**Excerpt**
%%
Asiago Roasted Garlic Cauliflower (Print)

A velvety blend of roasted cauliflower and garlic, enriched with nutty Asiago cheese for a comforting, gluten-free bowl.

# What You Need:

→ Vegetables

01 - 1 large head cauliflower (about 2 lbs), cut into florets
02 - 1 large yellow onion, chopped
03 - 2 medium carrots, peeled and sliced
04 - 1 celery stalk, chopped
05 - 1 whole garlic bulb

→ Dairy & Cheese

06 - 1 cup grated Asiago cheese
07 - 1 cup whole milk or half-and-half
08 - 2 tbsp unsalted butter

→ Broth & Liquids

09 - 4 cups vegetable broth
10 - 2 tbsp olive oil

→ Seasonings

11 - 1/2 tsp salt, or to taste
12 - 1/4 tsp black pepper, or to taste
13 - 1/4 tsp smoked paprika
14 - 1/8 tsp ground nutmeg

→ Garnish

15 - Chopped fresh parsley or chives
16 - Additional grated Asiago cheese

# How to Make:

01 - Preheat oven to 400°F.
02 - Slice the top off the garlic bulb, drizzle with 1 tbsp olive oil, wrap in foil, and place on a baking sheet with cauliflower florets. Drizzle remaining olive oil over cauliflower and toss to coat.
03 - Roast cauliflower and garlic for 30 minutes, stirring cauliflower halfway through, until golden and tender.
%%
**Excerpted data**
%%
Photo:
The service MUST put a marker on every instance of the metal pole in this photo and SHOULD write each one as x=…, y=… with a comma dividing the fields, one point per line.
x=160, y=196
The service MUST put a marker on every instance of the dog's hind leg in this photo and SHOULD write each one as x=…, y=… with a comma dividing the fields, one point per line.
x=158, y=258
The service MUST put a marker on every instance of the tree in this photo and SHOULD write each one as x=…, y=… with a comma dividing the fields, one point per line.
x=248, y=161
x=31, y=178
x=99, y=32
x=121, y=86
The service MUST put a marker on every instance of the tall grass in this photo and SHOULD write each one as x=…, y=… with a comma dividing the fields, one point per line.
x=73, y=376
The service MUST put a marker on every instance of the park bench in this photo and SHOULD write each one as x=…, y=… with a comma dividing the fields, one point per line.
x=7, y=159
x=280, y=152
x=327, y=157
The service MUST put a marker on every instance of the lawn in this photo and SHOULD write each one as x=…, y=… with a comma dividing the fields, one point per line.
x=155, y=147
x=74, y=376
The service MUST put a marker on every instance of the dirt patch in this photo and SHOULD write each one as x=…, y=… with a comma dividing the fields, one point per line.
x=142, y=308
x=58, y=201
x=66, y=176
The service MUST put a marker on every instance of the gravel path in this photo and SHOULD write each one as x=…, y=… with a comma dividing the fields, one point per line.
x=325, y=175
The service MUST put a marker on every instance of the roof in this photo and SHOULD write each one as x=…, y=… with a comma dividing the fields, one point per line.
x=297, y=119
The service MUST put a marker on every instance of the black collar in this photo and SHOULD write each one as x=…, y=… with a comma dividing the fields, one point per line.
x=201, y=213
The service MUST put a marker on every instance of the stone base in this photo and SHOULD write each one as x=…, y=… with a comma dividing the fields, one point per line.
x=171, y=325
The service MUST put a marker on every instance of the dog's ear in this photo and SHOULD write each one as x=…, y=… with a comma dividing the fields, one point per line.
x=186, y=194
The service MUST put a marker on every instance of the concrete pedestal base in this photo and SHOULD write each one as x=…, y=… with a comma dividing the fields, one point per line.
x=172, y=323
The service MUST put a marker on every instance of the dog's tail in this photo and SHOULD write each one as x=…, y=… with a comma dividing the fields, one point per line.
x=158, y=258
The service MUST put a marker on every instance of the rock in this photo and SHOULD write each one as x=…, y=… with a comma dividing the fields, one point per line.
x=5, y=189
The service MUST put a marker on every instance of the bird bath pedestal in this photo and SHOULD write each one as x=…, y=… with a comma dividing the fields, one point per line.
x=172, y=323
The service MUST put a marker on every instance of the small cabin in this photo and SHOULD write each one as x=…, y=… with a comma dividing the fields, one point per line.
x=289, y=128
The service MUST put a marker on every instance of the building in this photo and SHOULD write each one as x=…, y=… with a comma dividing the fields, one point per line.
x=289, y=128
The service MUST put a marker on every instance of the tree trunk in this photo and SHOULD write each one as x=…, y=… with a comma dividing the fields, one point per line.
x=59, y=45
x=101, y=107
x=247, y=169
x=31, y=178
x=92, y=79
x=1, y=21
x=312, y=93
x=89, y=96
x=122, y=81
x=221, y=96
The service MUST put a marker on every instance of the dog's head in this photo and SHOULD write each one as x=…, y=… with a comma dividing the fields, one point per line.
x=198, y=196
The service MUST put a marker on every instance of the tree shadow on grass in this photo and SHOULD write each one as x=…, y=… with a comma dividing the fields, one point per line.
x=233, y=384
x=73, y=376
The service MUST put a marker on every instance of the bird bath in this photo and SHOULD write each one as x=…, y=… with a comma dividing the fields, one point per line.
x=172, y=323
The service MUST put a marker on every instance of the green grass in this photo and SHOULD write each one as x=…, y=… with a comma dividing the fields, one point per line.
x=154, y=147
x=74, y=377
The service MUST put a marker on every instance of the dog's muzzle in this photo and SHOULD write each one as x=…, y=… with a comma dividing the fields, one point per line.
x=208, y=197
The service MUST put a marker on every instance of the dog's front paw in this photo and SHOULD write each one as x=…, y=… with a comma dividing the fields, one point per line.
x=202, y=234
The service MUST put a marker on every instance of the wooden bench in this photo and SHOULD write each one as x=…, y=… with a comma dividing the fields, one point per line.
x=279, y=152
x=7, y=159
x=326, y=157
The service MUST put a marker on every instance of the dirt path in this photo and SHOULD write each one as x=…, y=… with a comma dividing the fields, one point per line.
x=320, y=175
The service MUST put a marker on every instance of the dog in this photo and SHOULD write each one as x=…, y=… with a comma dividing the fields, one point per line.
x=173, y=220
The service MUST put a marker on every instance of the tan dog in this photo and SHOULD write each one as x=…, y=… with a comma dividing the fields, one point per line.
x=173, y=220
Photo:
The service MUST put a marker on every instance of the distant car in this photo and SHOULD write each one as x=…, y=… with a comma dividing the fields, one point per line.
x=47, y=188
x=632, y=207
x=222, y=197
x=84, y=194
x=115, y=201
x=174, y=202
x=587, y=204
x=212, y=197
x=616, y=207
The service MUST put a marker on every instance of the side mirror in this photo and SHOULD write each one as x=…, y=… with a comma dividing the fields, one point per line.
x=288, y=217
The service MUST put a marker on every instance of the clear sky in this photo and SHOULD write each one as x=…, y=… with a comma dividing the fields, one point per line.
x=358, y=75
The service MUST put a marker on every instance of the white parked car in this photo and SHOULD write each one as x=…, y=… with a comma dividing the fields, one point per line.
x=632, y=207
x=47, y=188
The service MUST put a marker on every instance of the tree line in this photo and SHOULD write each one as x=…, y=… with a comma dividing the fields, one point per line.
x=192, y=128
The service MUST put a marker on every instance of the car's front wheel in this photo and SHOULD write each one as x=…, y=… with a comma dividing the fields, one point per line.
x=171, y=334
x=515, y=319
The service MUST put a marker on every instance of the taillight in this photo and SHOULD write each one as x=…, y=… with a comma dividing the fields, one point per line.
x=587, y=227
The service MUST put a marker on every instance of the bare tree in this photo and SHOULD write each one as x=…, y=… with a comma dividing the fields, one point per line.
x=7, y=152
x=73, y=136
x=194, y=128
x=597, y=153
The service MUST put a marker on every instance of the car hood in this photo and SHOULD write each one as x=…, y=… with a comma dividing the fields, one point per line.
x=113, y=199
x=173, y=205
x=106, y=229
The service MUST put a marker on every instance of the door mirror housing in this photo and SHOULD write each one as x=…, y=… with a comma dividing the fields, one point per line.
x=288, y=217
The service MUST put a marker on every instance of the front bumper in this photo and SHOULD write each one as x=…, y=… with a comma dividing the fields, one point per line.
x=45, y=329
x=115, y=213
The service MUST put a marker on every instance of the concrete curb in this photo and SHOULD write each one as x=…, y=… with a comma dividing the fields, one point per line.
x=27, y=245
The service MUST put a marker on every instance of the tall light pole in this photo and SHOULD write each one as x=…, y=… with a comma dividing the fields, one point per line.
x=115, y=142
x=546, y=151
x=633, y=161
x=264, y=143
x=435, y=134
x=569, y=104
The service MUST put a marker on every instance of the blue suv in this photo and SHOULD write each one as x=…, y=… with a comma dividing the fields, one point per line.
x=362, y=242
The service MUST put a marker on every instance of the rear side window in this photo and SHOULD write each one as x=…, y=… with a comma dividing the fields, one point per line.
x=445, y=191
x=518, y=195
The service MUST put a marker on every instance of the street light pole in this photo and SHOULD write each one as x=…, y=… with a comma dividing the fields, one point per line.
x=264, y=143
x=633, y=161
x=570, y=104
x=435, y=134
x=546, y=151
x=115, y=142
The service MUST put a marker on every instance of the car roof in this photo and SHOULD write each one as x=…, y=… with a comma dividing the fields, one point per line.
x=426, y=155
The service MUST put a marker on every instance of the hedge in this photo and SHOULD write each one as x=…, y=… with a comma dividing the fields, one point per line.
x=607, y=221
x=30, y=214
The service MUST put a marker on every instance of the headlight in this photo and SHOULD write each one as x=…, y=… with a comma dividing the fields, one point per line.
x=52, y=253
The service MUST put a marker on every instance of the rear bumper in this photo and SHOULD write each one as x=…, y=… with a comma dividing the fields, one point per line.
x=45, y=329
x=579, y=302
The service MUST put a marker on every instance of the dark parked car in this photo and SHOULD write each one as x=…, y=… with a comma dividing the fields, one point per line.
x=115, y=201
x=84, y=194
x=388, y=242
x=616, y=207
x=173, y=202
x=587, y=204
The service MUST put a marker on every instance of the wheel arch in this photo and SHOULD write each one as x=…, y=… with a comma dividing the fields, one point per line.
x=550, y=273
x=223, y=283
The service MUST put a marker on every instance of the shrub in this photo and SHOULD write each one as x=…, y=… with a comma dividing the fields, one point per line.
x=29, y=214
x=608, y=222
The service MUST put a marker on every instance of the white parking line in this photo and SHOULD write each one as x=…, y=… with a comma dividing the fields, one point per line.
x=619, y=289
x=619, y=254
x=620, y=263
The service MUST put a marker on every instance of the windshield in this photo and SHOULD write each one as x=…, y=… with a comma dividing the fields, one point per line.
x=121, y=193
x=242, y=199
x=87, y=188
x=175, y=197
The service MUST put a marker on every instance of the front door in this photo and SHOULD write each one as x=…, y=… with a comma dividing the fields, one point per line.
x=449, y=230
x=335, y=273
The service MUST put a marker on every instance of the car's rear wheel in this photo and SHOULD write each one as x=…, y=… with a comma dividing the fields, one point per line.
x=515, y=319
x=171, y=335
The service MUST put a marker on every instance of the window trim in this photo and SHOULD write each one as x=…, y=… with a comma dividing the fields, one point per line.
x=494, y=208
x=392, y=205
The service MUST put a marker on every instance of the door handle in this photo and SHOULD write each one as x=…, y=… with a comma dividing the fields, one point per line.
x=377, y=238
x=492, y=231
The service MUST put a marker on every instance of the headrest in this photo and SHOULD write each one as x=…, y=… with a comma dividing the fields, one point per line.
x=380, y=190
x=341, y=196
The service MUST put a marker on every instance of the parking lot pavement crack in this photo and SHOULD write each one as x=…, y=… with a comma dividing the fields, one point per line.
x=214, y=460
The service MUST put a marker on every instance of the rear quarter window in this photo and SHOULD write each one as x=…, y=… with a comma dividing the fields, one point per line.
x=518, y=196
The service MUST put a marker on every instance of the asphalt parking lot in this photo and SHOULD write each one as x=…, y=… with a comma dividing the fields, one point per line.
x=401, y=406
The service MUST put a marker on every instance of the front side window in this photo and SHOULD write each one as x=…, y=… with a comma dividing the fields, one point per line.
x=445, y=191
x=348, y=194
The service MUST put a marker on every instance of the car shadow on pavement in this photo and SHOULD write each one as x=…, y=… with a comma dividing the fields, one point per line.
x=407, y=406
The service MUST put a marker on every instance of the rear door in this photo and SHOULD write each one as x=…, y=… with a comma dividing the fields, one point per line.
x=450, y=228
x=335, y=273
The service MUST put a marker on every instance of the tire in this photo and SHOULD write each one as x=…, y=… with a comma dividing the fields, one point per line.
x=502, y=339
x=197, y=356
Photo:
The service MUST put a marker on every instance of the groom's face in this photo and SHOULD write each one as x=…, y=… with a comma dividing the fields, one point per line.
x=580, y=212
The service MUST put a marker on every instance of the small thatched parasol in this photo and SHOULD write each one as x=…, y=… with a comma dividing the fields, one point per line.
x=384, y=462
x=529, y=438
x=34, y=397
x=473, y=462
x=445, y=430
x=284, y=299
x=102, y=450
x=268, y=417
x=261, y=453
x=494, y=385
%%
**Work to complete**
1 > What oven temperature does the cauliflower recipe call for?
2 > Resume the cauliflower recipe after its last step.
The items stand apart from the cauliflower recipe.

**The results**
1 > 400°F.

2 >
04 - In a large pot, melt butter over medium heat. Add onion, carrots, and celery. Sauté for 5–6 minutes until softened.
05 - Squeeze roasted garlic cloves from skins and add to the pot along with the roasted cauliflower.
06 - Pour in vegetable broth and bring to a simmer. Cook 10 minutes for flavors to meld.
07 - Remove from heat. Use an immersion blender to puree soup until smooth, or carefully transfer to a blender in batches.
08 - Stir in Asiago cheese and milk. Return to low heat, stirring until cheese melts and soup is creamy. Season with salt, pepper, smoked paprika, and nutmeg.
09 - Serve hot, garnished with parsley or chives and extra Asiago cheese if desired.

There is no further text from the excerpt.